やること:
下にあるデジタル免許証についての抜粋文によると、一部のAndroid端末でマイナポータルアプリを通じてスマホに電子証明書を入れられるようになったのはいつからですか。

抜粋文:
· · · · ·
日常生活のデジタル化が急激に進むなか、ドライバー必携の運転免許証もより便利な形に進化しようとしています。今回の記事では、近年注目を集めている「デジタル免許証」について詳しく解説していきます。

運転免許がスマホと一体化する

近い将来、運転免許証とスマートフォンが一体化する時代がくるといわれています。

運転免許とマイナンバーカードの一体化

まず、国民の利便性向上や負担軽減に向けた取り組みの一環として、警察庁とデジタル庁が共同で準備を進めているのが、運転免許証とマイナンバーカードの一体化です。運転免許証の情報をマイナンバーカードのICチップに記録することで、マイナンバーカードが運転免許証としても使えるようになります。

政府は2024年度後半以降に一体化させる方針を示しており、警察では運転者管理システムや遺失物管理システムなどの各種システムを集約する「警察共通基盤」の整備が進められています。

マイナンバーカードのスマホ化

さらに注目すべきは、マイナンバーカードのスマホ化です。運転免許証とマイナンバーカードが一体化した後は、マイナンバーカードの機能を搭載したスマホを運転免許証代わりに使用できる「デジタル免許証(モバイル運転免許証)」の導入も計画されています。

2023年5月から、一部のAndroid端末ではマイナポータルアプリを通じてスマホに電子証明書を搭載できるようになりました(2024年8月時点でiOSには未対応)。これにより、マイナンバーカードを利用したサービスをスマホだけで完結できます。サービスの内容は順次拡大中で、健康保険証や運転免許証としての利用については今後対応予定となっています。

デジタル免許証によるメリット

デジタル免許証を使うメリットとして挙げられるのは、主に以下の3つです。

スマホを持っていれば免許携帯が不要になる

デジタル免許証の最大のメリットは、物理的な免許証を常に携帯する必要がなくなることです。スマホがあればいつでもどこでも運転免許証を提示できるようになるので、免許不携帯の心配もなくなります。

ただし、一体化については任意であるため、従来の免許証を使い続けることも可能です。紛失が心配な方は、デジタル免許証と従来の免許証を併用することもできます。
· · · · ·
提供項目:
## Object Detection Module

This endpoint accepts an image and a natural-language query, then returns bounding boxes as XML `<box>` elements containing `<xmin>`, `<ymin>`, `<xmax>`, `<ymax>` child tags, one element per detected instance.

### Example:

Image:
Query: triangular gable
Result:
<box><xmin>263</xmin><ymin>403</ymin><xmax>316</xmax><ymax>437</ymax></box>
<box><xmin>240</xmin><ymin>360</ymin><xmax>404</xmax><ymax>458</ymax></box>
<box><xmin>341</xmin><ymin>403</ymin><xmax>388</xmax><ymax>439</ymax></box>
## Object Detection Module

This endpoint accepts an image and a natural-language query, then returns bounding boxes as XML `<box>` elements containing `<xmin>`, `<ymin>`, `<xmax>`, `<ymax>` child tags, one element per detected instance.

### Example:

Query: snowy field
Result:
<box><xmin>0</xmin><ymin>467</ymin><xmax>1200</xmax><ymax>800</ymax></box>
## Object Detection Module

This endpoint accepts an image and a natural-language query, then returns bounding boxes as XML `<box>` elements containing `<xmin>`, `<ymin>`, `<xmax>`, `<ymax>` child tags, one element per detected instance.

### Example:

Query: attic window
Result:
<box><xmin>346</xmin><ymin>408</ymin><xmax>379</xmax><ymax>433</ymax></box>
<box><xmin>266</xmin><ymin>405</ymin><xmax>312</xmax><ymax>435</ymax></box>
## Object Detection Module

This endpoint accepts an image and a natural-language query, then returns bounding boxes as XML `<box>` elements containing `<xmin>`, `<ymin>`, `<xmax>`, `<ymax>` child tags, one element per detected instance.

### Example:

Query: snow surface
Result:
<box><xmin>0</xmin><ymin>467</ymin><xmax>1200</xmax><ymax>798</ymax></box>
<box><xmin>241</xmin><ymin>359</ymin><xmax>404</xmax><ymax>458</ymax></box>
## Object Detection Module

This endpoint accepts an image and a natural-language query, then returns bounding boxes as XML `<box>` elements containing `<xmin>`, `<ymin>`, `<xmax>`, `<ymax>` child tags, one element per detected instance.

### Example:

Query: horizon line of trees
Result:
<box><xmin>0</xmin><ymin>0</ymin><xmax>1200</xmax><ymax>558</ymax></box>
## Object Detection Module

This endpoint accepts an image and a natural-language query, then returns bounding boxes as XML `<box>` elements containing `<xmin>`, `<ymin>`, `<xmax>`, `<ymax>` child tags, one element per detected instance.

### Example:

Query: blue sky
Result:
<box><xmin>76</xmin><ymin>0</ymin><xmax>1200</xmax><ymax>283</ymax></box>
· · · · ·
解答:
2023年5月からです。